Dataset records

------------------------------------------------------------

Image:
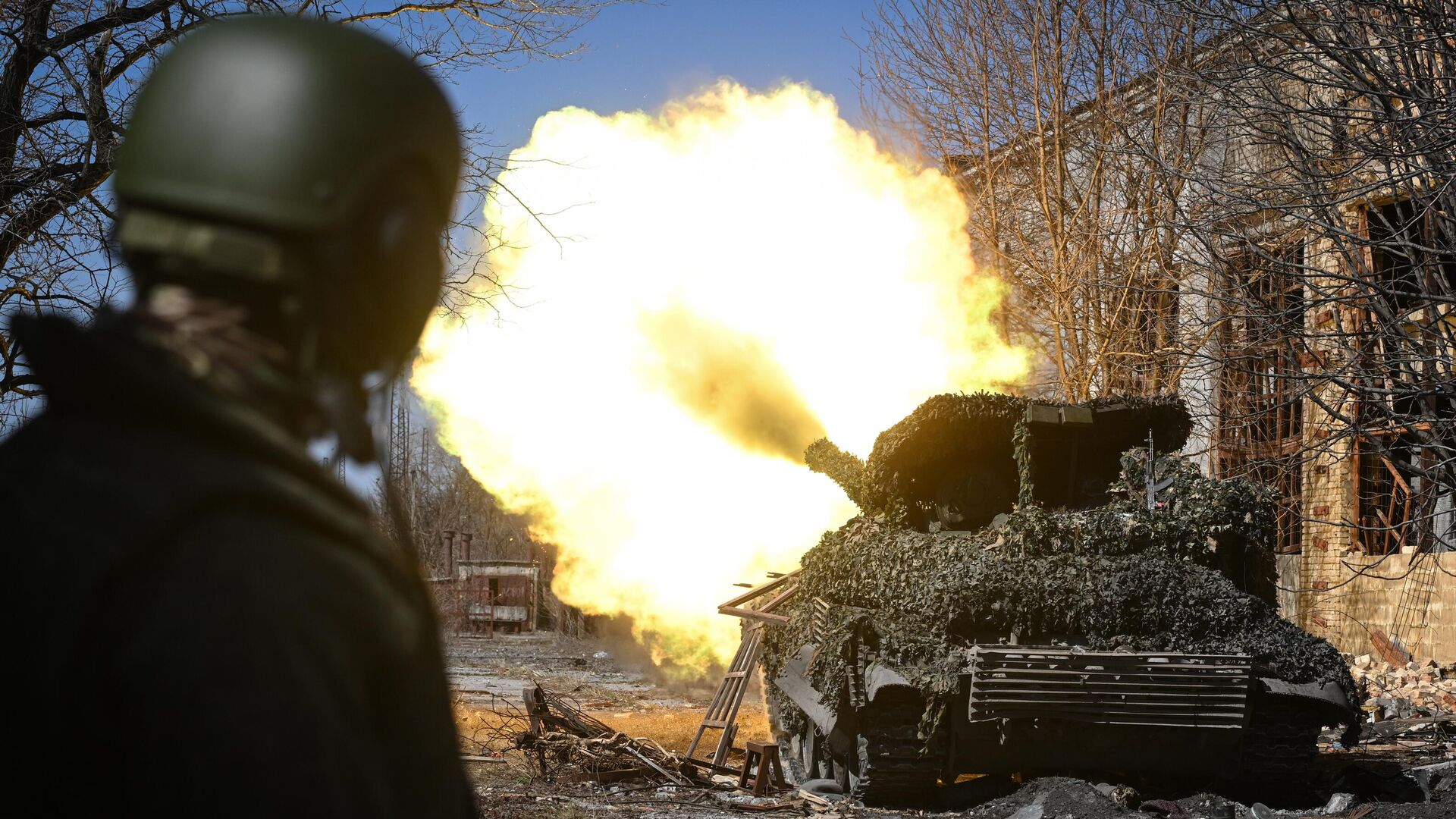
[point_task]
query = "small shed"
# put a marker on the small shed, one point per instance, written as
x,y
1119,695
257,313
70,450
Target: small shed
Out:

------------------------------------------------------------

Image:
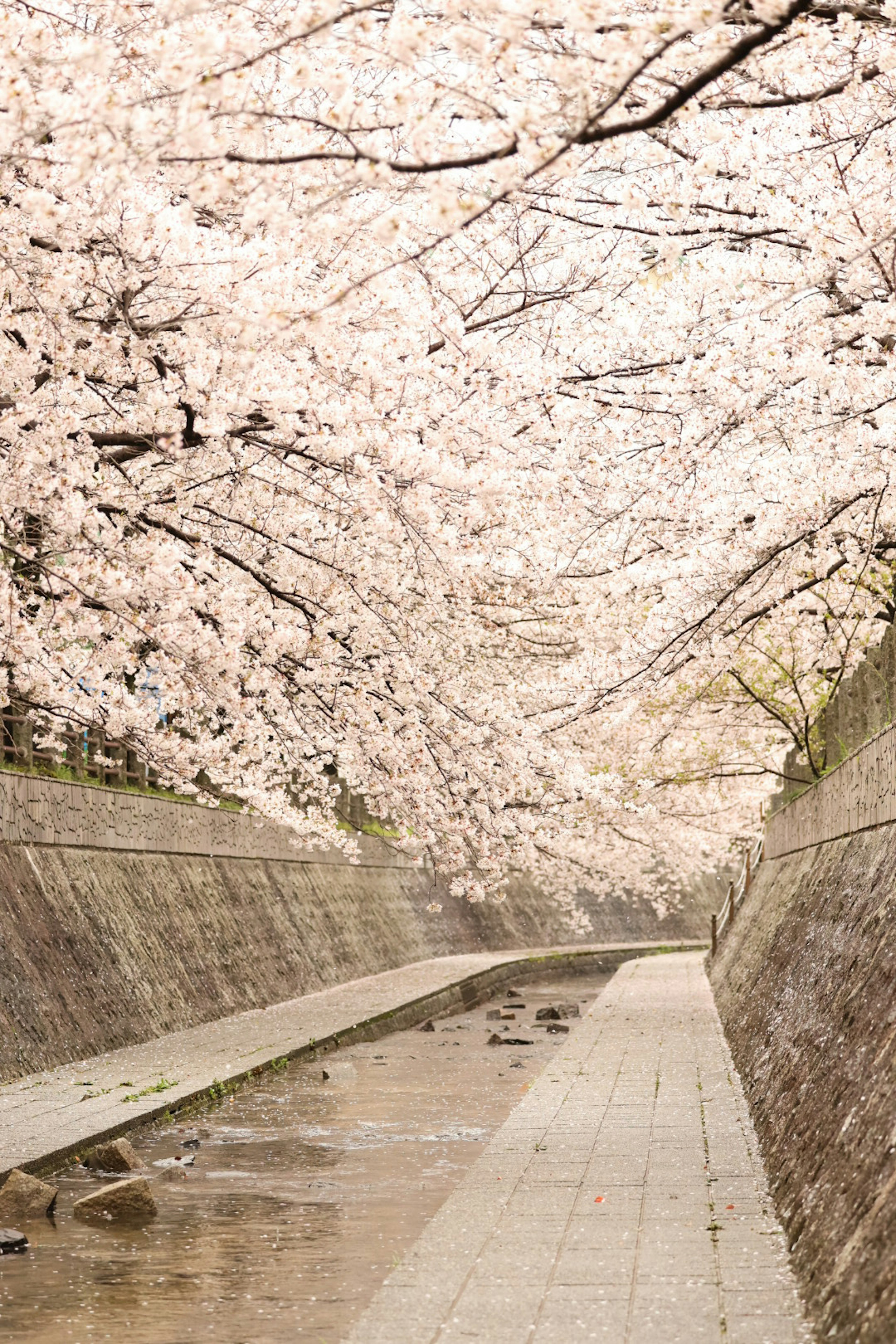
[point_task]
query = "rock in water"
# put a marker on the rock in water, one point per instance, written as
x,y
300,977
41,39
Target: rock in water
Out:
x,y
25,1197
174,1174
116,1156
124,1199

------------------------------------------------------------

* [Assignment]
Search the entries above for the string "rock". Copy each line in which it appears.

* [Output]
query = "rock in water"
# put a marker on the rock in water, one point per instance, written as
Target: rock in water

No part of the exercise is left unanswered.